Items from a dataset
** BEGIN **

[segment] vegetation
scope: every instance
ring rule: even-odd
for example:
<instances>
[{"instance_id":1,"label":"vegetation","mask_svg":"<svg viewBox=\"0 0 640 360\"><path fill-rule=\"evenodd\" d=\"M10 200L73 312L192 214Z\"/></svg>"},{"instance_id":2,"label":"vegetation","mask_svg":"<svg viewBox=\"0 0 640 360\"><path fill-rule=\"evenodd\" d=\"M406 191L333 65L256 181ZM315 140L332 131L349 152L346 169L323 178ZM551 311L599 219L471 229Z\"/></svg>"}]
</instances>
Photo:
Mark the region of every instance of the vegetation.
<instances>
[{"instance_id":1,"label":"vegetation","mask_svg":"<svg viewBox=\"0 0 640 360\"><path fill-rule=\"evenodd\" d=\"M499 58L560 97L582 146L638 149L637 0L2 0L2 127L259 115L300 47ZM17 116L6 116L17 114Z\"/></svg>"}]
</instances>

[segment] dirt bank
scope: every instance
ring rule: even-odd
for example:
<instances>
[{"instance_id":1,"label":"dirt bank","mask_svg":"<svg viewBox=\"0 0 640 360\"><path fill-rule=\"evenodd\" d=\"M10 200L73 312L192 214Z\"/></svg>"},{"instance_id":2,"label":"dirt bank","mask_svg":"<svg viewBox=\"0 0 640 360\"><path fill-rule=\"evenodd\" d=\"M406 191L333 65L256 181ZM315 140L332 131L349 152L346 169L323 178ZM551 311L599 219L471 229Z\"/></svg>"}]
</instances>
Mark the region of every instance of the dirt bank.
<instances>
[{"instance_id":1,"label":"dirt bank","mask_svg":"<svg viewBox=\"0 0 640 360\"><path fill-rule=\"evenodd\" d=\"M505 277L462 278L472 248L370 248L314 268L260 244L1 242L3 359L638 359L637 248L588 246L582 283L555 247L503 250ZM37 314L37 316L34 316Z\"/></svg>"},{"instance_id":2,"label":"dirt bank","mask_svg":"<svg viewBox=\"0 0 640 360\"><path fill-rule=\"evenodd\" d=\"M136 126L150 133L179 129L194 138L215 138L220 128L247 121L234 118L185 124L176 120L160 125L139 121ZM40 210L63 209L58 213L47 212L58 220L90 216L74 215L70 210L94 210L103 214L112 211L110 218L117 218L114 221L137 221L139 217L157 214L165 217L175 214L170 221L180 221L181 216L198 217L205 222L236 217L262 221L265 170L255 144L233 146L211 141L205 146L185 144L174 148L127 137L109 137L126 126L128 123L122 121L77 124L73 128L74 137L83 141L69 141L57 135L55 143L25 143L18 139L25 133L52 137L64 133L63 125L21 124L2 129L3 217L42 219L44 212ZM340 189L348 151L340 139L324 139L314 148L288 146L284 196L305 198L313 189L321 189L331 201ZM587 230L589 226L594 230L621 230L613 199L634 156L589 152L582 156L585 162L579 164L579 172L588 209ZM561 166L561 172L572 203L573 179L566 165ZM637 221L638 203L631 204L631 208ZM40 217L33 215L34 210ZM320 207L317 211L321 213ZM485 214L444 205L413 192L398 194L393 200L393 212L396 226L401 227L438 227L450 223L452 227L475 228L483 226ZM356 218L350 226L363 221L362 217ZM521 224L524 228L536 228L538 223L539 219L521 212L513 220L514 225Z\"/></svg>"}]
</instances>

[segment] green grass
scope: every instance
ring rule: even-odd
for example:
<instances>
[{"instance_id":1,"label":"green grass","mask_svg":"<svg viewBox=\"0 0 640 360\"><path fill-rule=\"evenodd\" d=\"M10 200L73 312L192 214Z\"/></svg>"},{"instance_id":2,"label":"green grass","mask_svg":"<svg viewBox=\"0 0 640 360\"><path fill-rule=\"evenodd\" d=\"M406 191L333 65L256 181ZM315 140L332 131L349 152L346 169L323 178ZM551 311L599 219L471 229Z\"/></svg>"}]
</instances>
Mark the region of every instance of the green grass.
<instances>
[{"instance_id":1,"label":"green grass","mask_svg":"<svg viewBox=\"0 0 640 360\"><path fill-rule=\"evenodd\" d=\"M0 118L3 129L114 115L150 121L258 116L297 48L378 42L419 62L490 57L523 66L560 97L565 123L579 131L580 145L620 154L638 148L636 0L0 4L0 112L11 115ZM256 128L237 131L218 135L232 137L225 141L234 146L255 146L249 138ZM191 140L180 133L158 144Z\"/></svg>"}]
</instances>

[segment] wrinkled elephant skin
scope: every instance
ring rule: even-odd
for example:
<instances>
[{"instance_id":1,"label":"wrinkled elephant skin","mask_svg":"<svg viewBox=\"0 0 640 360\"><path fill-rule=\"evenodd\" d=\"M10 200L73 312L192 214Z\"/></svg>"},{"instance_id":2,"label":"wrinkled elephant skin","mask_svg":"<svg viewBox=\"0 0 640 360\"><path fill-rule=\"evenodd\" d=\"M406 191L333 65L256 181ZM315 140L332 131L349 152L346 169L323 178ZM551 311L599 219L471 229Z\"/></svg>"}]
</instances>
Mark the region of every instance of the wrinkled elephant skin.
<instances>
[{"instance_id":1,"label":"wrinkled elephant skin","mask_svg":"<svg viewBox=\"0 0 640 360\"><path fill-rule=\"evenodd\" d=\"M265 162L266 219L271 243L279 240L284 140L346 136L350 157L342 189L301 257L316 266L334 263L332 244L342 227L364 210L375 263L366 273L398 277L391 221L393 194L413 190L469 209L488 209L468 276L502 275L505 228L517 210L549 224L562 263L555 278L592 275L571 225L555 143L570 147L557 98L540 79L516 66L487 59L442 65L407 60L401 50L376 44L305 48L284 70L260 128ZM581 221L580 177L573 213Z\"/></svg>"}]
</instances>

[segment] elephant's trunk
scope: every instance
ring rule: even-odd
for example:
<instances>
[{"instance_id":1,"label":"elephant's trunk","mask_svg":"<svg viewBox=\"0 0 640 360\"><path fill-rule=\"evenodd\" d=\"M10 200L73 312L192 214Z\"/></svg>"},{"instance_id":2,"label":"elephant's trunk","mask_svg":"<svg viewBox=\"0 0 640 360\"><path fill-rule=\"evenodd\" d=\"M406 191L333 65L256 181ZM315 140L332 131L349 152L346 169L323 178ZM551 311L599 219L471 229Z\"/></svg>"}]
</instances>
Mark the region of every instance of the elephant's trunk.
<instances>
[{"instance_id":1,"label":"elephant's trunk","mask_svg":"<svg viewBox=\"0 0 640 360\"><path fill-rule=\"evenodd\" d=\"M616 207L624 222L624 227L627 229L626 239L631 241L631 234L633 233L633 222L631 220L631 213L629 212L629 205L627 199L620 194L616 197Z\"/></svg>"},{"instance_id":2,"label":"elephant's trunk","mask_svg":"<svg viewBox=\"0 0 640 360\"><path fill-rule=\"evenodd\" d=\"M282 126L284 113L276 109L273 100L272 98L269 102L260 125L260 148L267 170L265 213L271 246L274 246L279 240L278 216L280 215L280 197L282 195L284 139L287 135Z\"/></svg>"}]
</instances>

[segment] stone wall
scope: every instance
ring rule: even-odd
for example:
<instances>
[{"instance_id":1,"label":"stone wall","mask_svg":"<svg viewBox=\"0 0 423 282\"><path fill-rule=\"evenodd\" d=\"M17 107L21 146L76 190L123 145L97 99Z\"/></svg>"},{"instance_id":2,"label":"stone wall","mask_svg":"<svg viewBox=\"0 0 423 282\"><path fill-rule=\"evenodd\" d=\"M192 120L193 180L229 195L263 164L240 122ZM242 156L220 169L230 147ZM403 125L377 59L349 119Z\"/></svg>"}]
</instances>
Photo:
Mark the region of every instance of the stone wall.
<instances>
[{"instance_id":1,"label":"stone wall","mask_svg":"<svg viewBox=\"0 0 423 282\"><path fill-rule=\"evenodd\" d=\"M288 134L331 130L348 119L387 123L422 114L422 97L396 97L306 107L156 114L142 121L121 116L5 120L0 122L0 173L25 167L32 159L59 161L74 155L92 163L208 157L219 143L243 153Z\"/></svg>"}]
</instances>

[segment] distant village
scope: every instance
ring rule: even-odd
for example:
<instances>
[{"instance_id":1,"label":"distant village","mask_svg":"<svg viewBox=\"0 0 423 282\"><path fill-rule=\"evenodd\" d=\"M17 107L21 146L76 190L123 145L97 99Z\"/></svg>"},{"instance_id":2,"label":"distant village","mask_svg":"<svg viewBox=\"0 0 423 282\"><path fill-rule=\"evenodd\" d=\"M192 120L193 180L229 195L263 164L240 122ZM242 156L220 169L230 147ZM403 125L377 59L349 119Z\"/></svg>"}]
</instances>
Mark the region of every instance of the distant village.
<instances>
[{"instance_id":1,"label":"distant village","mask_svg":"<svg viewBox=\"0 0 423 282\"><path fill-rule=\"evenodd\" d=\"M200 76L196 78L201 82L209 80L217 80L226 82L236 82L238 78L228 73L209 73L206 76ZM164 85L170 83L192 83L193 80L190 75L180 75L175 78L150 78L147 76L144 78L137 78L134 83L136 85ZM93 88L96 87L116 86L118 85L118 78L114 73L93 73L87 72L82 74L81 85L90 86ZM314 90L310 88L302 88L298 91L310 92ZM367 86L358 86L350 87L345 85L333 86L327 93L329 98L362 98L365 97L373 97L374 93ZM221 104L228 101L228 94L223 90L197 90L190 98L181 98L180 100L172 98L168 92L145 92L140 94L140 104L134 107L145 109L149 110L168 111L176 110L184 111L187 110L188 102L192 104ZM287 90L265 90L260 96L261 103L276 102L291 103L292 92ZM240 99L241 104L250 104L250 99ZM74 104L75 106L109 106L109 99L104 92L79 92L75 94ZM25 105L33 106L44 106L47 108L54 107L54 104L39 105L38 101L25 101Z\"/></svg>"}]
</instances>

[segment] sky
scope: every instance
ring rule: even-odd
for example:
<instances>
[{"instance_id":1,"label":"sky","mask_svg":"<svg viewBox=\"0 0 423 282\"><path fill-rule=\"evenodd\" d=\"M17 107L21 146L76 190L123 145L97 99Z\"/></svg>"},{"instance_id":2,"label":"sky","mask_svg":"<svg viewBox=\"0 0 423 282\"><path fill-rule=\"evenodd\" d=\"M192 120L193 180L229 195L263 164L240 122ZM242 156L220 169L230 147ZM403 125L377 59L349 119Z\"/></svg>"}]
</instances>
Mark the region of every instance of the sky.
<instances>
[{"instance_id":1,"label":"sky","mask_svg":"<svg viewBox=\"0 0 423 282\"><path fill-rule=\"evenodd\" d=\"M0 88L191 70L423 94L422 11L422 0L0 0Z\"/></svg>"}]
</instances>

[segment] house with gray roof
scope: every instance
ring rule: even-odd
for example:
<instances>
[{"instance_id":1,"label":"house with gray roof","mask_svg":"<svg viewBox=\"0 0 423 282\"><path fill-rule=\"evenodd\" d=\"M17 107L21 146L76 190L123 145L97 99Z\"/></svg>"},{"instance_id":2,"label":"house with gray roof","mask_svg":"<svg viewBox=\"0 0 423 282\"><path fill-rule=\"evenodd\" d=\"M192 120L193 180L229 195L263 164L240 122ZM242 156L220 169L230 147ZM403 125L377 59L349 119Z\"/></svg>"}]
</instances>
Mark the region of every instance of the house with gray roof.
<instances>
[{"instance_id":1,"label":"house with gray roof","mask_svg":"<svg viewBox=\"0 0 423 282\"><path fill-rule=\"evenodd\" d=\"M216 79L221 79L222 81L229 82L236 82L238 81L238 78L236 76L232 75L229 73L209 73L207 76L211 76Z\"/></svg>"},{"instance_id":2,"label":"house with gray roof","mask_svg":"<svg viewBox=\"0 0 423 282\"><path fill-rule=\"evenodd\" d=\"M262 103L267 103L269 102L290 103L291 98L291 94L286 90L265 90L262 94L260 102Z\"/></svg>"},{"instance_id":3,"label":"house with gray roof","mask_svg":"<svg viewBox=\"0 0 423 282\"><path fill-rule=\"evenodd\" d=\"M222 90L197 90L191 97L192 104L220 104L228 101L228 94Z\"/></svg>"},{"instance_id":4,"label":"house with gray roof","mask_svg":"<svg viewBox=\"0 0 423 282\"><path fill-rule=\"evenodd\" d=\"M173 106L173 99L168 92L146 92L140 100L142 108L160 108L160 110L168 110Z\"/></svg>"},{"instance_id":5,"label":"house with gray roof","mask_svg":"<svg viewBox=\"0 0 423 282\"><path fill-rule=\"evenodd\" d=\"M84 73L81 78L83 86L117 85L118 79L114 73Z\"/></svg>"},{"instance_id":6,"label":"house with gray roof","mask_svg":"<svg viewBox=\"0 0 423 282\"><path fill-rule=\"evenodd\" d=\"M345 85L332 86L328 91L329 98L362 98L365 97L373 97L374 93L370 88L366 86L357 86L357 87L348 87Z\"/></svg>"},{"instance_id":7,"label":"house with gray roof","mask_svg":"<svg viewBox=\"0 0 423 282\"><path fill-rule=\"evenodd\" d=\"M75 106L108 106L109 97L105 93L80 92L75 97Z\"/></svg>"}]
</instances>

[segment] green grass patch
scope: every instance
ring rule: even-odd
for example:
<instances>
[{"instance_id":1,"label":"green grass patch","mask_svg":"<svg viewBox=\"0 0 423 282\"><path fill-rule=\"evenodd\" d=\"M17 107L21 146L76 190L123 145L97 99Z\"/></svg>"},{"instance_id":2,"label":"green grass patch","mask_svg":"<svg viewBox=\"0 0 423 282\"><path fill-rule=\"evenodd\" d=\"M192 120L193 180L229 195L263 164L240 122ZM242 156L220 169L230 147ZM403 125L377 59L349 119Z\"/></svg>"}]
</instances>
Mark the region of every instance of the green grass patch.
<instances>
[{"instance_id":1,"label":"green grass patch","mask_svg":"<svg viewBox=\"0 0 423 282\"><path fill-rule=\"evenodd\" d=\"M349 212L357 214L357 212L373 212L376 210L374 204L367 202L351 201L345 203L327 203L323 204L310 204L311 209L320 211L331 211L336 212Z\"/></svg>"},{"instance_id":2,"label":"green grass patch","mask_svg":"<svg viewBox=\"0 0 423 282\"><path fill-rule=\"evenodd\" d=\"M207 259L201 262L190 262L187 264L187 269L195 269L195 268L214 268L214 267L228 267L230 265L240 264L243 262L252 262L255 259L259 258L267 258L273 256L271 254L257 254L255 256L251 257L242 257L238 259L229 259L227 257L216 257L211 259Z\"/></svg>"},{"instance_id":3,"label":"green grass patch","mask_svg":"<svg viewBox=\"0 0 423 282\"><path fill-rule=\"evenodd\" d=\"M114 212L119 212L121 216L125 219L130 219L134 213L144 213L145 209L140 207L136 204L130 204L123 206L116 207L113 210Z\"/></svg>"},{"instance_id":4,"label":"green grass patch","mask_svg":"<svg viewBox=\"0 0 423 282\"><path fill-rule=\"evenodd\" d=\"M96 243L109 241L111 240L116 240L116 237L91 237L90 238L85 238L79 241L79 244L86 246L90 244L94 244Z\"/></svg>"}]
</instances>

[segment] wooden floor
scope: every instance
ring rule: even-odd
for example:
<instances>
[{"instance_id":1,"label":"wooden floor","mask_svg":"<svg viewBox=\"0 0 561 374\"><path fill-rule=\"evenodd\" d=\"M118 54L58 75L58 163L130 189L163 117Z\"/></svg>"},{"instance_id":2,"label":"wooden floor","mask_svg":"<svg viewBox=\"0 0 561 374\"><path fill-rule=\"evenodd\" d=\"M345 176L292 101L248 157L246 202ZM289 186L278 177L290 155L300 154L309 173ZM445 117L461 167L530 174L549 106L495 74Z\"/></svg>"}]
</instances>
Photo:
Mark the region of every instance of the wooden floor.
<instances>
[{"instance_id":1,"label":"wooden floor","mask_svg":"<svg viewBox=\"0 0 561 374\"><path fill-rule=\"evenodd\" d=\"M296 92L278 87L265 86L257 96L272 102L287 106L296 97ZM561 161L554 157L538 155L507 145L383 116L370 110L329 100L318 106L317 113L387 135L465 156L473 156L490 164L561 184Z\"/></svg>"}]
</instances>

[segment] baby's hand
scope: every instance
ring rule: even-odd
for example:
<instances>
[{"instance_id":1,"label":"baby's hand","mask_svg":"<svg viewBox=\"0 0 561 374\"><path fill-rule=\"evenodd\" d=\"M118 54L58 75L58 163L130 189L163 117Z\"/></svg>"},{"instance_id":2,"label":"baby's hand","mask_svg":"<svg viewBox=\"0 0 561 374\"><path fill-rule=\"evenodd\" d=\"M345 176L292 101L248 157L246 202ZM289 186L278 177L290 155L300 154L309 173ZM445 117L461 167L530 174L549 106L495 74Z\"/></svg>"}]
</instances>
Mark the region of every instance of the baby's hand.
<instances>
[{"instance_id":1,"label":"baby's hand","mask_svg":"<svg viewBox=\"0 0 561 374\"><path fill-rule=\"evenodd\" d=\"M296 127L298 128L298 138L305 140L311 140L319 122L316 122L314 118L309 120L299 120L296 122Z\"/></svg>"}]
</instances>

** END **

Update everything from "[segment] wooden floor" down to the end of the records, putting "Outline the area" in place of "Mark the region" and keeping all else unchanged.

Correct output:
[segment] wooden floor
scope: every instance
ring rule: even-odd
for example:
<instances>
[{"instance_id":1,"label":"wooden floor","mask_svg":"<svg viewBox=\"0 0 561 374\"><path fill-rule=\"evenodd\" d=\"M118 54L58 75L58 163L130 189L163 117Z\"/></svg>"},{"instance_id":2,"label":"wooden floor","mask_svg":"<svg viewBox=\"0 0 561 374\"><path fill-rule=\"evenodd\" d=\"M345 176L292 101L248 157L246 202ZM289 186L278 177L290 155L300 154L309 173ZM445 117L461 167L530 174L549 106L495 74Z\"/></svg>"}]
</instances>
Photo:
Outline the area of every instance of the wooden floor.
<instances>
[{"instance_id":1,"label":"wooden floor","mask_svg":"<svg viewBox=\"0 0 561 374\"><path fill-rule=\"evenodd\" d=\"M296 92L278 87L265 86L257 96L272 102L287 106L296 97ZM561 161L554 157L538 155L507 145L383 116L370 110L329 100L318 106L317 113L387 135L465 156L473 156L490 164L561 184Z\"/></svg>"}]
</instances>

[segment] baby's hand
scope: every instance
ring rule: even-odd
for example:
<instances>
[{"instance_id":1,"label":"baby's hand","mask_svg":"<svg viewBox=\"0 0 561 374\"><path fill-rule=\"evenodd\" d=\"M118 54L58 75L58 163L130 189L163 117Z\"/></svg>"},{"instance_id":2,"label":"baby's hand","mask_svg":"<svg viewBox=\"0 0 561 374\"><path fill-rule=\"evenodd\" d=\"M345 176L292 101L248 157L246 202ZM289 186L278 177L290 155L300 154L309 173ZM445 117L461 167L530 174L549 106L495 74Z\"/></svg>"}]
</instances>
Outline the area of every instance of the baby's hand.
<instances>
[{"instance_id":1,"label":"baby's hand","mask_svg":"<svg viewBox=\"0 0 561 374\"><path fill-rule=\"evenodd\" d=\"M296 127L298 128L298 138L305 140L311 140L319 122L316 122L314 118L309 120L299 120L296 122Z\"/></svg>"}]
</instances>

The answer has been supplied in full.